-- Start RECORDS FOR THIS EXERCISE --

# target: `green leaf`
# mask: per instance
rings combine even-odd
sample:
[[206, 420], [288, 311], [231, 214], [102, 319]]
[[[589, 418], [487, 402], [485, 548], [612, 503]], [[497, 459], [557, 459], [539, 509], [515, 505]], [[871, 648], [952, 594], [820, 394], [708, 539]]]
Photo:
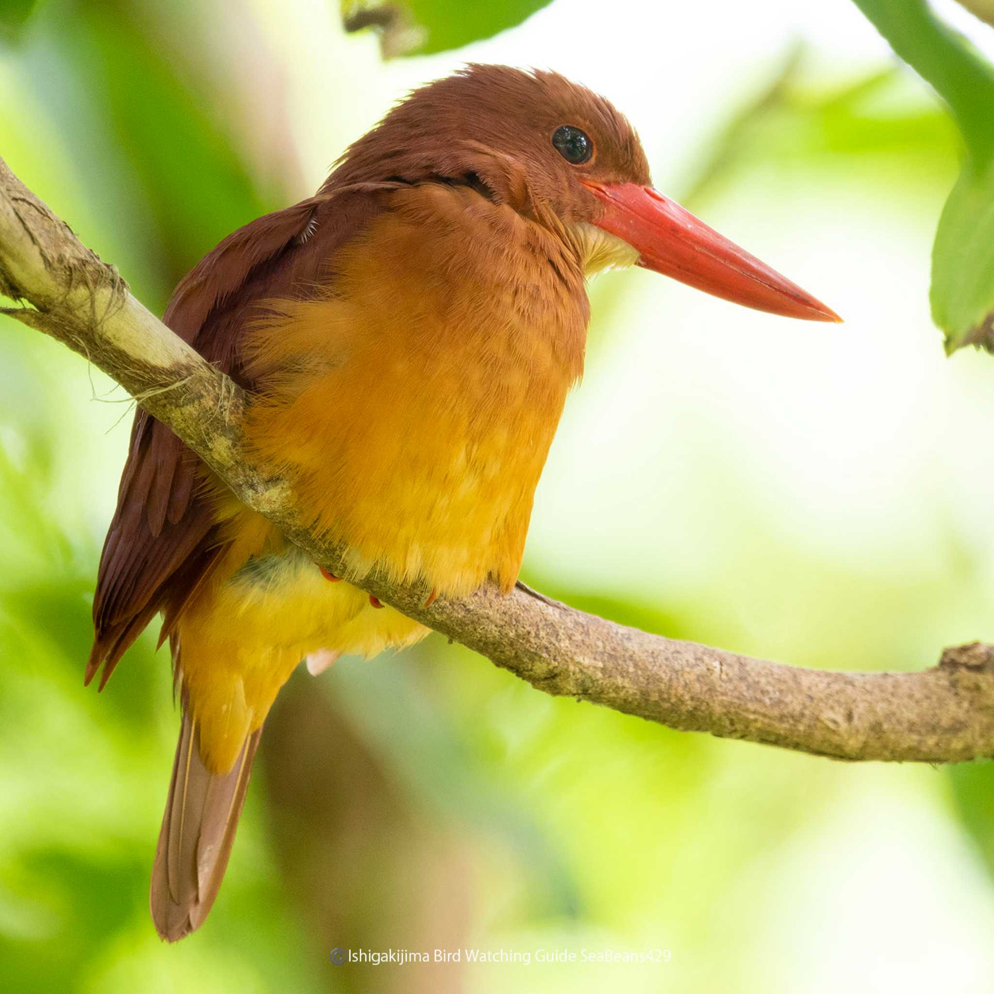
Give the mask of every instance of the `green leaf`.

-- End RECORDS FOR THIS EXERCISE --

EXERCISE BRIEF ▸ Please copy out the listing above line for line, with no changes, and leave the picture out of your copy.

WORKED SOLUTION ▸
# target: `green leaf`
# mask: per instance
rings combine even-odd
sample:
[[206, 420], [288, 311], [231, 214], [102, 319]]
[[[589, 418], [487, 402], [485, 548], [612, 503]], [[497, 459], [557, 459], [539, 509], [515, 505]], [[871, 648], [952, 594], [820, 394], [708, 539]]]
Photo:
Give the mask of every instance of the `green leaf`.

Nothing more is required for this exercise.